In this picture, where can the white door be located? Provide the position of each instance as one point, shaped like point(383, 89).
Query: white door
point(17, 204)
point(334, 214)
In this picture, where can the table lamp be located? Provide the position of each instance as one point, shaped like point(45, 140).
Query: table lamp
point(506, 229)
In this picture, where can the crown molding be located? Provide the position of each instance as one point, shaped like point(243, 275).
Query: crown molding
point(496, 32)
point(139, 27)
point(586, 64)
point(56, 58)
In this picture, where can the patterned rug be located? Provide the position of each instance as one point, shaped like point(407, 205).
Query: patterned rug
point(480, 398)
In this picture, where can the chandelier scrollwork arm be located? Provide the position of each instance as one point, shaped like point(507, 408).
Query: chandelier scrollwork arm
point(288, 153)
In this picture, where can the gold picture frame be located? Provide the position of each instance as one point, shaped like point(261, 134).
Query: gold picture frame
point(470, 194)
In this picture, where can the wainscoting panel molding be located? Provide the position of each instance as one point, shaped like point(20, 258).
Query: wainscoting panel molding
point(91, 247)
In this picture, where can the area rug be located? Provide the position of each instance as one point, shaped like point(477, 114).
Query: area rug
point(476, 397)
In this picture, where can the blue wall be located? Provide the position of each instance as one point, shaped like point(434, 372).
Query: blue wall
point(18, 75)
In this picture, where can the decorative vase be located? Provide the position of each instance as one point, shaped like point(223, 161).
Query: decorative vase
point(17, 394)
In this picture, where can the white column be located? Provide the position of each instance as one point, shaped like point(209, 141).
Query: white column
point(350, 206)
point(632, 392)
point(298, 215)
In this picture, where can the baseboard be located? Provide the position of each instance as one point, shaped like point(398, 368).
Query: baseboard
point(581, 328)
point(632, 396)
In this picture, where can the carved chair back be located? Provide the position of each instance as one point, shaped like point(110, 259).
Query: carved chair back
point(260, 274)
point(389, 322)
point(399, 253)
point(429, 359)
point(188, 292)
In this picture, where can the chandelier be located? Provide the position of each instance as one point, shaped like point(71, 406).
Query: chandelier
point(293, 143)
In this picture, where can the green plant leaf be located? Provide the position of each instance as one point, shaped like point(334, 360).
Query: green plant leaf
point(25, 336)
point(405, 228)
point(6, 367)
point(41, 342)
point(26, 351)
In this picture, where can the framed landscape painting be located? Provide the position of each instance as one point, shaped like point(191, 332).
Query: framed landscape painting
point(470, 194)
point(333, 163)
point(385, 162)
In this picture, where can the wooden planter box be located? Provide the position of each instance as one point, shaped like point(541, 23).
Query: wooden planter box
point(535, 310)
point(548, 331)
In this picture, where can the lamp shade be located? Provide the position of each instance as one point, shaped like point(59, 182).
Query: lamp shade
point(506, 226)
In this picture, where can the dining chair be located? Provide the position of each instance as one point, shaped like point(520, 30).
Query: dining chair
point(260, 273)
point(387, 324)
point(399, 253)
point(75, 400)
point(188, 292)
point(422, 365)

• • • •

● Task
Rewrite the listing above so that every "Query" becomes "Target", keeping everything else unchanged.

● Result of this task
In this picture, where can the white door be located? Provide the position of each instance as one point, shaped like point(383, 89).
Target: white door
point(17, 204)
point(334, 214)
In this picture, where can the table lamp be located? Provide the position of each instance as one point, shaped like point(45, 140).
Target: table lamp
point(506, 229)
In this picture, where can the crown molding be located? Provide the position of each instance as one point, shaped like point(243, 275).
Target: crown molding
point(496, 32)
point(139, 27)
point(586, 64)
point(56, 58)
In this picture, where can the patterned rug be located? Provide the position of each instance as one point, shaped like point(407, 205).
Target: patterned rug
point(480, 398)
In this picture, where can the chandelier scrollwork arm be located? Provide the position of each instance as one point, shaped like point(507, 408).
Target: chandelier scrollwork arm
point(288, 153)
In this picture, where can the gold picture frame be located? Provide the position of each instance as one point, shaped like point(261, 134).
Target: gold picture frame
point(470, 194)
In this picture, where can the wainscoting panel molding be located? Provide the position of each instance as one point, shaped like point(20, 258).
Target: wainscoting panel molding
point(91, 247)
In this picture, where can the area rug be located? Provide the position of each instance as one point, shaped like point(477, 114).
Target: area rug
point(476, 397)
In this picture, where can the blue wall be located? Provide the position of each instance as one point, shaped like point(434, 372).
Target: blue wall
point(18, 75)
In this picture, where can the decorative vase be located? Provide the position of each instance as one point, shaped like point(223, 161).
Target: decorative vase
point(17, 394)
In this picture, where can the white column be located? Provide the position of each instance as one point, shaped like point(209, 141).
Target: white column
point(350, 206)
point(632, 392)
point(298, 215)
In this picture, where can the baseboard be located? Provide the position of each instance as one point, shaped like point(398, 368).
Target: baseboard
point(581, 328)
point(632, 396)
In this picture, where can the carved chair back be located? Provide the position of each instance as one point, shaped like point(110, 259).
Target: carved chair back
point(260, 274)
point(389, 322)
point(399, 253)
point(429, 359)
point(188, 292)
In this picture, where can the chandelier be located? Provide the position of each instance as one point, shaped like point(71, 406).
Target: chandelier
point(293, 143)
In this picture, where can the green plant leaf be located? Provide the position of each instance as one point, shaped like point(334, 360).
Target: green plant leaf
point(25, 336)
point(405, 228)
point(6, 367)
point(41, 342)
point(26, 351)
In this picture, where can the framed landscape painting be located? Provide the position of each instance as one point, shaped like point(191, 332).
Target: framed landscape painting
point(470, 194)
point(333, 163)
point(385, 162)
In this picture, where can the wooden planter box be located? Provide the position of each instance as one point, shaped like point(541, 23).
Target: wooden planter box
point(535, 310)
point(548, 331)
In this picture, where can the lamp shade be located? Provide the position of each instance as one point, shaped like point(59, 182).
Target: lamp shade
point(506, 226)
In this picture, where can the dining chair be located? Provide the position of each instance as one point, shaped like point(520, 30).
Target: dining chair
point(260, 273)
point(387, 324)
point(399, 253)
point(75, 400)
point(188, 292)
point(422, 365)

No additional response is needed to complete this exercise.